[Object pointing dataset rows]
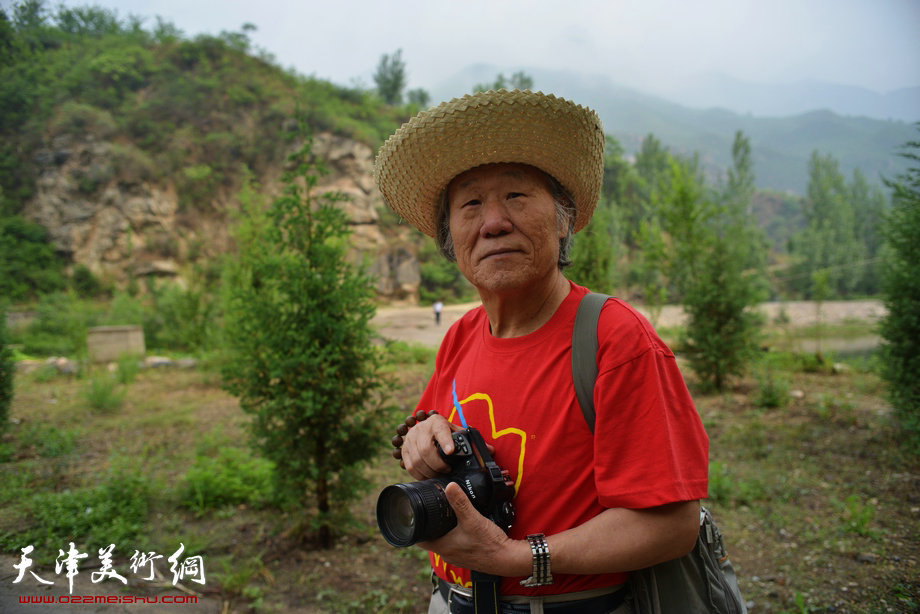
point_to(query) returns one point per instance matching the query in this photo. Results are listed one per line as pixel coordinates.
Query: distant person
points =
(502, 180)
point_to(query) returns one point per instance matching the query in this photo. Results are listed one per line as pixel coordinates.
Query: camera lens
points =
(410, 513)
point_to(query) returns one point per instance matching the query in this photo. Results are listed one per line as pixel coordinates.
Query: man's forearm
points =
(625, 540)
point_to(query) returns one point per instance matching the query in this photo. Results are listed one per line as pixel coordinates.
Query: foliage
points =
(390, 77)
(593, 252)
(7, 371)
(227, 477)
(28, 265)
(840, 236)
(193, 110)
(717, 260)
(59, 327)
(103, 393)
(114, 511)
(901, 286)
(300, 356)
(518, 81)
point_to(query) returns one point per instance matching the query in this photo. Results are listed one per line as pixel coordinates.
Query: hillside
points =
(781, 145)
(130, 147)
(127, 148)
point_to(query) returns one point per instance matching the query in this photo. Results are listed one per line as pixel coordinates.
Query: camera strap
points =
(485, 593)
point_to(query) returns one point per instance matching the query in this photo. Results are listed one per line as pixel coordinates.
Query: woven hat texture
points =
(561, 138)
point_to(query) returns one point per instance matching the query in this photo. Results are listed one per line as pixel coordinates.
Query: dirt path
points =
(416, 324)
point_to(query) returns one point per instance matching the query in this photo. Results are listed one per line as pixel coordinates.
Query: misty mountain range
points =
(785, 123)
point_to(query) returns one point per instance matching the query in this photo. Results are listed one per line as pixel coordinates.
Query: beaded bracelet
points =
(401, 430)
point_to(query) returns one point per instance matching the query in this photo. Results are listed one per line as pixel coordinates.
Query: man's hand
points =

--

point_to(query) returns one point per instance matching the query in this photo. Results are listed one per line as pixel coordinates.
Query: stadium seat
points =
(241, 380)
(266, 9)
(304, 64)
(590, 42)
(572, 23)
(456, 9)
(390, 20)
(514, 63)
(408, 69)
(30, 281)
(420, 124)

:: Exercise description ::
Return each line in the records that contains the word "camera".

:: Solved exercise ::
Query: camera lens
Query: camera strap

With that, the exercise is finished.